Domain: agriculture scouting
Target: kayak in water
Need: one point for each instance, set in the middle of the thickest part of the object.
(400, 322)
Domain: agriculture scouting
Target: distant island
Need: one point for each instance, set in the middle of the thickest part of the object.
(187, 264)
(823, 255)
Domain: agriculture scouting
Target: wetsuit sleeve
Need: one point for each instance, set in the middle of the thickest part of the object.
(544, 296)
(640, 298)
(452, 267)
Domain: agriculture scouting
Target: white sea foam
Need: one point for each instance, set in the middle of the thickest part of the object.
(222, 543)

* * *

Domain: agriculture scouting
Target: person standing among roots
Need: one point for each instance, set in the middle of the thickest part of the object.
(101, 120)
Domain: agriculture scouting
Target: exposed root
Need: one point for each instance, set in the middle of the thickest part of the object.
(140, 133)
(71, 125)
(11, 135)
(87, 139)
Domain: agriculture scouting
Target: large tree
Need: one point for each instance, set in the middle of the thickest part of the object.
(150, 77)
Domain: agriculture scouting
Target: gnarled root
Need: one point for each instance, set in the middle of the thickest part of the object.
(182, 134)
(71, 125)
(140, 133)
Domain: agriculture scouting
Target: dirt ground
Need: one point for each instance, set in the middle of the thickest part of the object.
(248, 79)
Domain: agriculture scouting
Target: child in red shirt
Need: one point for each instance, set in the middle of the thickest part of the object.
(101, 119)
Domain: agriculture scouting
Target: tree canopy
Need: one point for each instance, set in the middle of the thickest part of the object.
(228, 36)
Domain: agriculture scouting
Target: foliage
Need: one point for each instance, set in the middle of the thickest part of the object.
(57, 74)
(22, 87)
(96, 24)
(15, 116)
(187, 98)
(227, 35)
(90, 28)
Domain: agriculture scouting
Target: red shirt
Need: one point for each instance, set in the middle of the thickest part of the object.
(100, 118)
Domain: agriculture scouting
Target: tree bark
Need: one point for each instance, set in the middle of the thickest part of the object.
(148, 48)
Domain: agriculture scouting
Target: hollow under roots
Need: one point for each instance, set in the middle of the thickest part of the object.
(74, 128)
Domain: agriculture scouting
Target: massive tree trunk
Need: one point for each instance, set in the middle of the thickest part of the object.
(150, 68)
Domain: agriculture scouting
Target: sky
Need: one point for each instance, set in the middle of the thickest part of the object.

**Постановка задачи**
Выпишите из записей выше все строки, где встречается слово «shirt». Регистр букв учитывается.

**Письменный ответ**
Target: child in red shirt
Target: red shirt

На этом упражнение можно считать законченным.